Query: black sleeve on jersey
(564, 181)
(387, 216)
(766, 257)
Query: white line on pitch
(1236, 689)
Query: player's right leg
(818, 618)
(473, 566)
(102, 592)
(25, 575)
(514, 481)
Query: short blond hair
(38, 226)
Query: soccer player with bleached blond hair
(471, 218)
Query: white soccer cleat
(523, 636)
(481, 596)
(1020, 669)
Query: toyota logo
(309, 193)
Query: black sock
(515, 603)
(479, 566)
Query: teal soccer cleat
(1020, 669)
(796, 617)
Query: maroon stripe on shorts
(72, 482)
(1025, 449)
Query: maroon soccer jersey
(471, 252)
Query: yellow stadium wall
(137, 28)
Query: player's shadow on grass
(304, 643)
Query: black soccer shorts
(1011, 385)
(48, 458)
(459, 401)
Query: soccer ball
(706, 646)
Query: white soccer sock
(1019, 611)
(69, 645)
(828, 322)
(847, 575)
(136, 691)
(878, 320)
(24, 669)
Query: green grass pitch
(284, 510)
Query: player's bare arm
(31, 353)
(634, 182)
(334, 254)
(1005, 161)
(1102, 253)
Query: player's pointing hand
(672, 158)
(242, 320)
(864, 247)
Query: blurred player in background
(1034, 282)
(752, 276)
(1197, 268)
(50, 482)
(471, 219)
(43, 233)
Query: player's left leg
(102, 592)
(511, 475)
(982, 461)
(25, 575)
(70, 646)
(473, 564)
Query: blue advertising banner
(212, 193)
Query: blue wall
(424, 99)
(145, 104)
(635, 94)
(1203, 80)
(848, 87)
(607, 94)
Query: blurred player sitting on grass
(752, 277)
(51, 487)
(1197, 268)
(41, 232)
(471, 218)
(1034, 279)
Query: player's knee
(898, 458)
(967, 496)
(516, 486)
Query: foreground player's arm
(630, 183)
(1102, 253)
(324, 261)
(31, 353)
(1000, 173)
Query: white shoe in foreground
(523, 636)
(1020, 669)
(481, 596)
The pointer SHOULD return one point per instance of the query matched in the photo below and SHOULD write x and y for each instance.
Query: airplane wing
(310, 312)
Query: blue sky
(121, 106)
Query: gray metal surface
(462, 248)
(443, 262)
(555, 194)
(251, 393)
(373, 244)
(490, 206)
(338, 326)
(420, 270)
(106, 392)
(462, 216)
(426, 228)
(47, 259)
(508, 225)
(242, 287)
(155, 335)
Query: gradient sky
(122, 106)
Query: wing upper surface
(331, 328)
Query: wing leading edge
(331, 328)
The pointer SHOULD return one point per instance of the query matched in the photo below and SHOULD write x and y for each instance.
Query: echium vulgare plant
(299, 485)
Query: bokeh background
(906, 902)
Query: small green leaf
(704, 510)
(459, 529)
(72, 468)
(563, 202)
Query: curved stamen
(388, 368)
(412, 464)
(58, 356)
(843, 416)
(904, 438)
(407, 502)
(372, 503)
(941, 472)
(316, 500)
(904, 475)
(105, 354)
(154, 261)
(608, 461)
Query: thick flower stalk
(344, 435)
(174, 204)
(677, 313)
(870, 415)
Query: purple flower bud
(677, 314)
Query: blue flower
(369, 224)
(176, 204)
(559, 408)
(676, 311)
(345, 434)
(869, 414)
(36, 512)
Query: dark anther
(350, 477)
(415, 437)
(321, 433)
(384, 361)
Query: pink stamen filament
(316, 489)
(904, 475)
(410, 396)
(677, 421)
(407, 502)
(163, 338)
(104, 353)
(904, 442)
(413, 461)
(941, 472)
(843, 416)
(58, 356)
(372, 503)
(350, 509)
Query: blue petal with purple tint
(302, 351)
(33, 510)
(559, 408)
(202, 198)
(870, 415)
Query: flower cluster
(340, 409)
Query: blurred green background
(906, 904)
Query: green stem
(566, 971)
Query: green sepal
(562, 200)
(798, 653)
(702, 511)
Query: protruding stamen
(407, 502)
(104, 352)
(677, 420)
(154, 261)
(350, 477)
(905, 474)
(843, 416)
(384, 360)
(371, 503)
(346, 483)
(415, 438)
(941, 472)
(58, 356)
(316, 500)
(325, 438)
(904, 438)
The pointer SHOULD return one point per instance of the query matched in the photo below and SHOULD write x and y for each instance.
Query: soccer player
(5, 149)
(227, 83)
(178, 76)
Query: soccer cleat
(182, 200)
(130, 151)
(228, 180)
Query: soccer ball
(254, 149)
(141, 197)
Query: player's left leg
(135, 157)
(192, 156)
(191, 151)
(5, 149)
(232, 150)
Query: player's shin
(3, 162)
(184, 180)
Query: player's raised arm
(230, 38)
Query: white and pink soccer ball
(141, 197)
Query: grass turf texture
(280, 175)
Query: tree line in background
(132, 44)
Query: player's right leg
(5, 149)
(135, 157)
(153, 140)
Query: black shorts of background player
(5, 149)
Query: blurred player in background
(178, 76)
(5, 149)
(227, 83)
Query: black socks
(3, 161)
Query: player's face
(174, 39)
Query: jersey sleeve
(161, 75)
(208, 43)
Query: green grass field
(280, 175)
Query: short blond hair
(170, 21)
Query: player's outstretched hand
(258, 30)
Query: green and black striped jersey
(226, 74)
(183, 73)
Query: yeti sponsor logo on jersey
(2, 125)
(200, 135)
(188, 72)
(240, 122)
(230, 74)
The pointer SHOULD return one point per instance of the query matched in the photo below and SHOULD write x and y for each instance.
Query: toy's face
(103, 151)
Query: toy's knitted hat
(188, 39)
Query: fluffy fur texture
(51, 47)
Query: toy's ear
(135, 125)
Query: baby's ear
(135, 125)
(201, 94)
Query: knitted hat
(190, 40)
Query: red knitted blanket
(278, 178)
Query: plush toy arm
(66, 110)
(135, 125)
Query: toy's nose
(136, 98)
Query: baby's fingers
#####
Your instructions:
Copy out the part of the records that opens with the line containing "Query: toy's ear" and runs through the end of the records, keeping every line, and offset each point coordinate by adding 108 to both its x and y values.

Problem solution:
Query: toy's ear
(243, 233)
Query: baby's ear
(243, 233)
(309, 202)
Query: knitted hat
(298, 148)
Query: red knitted blanket
(386, 286)
Query: plush toy arm
(174, 218)
(243, 233)
Query: toy's nose
(244, 206)
Query: baby's fingers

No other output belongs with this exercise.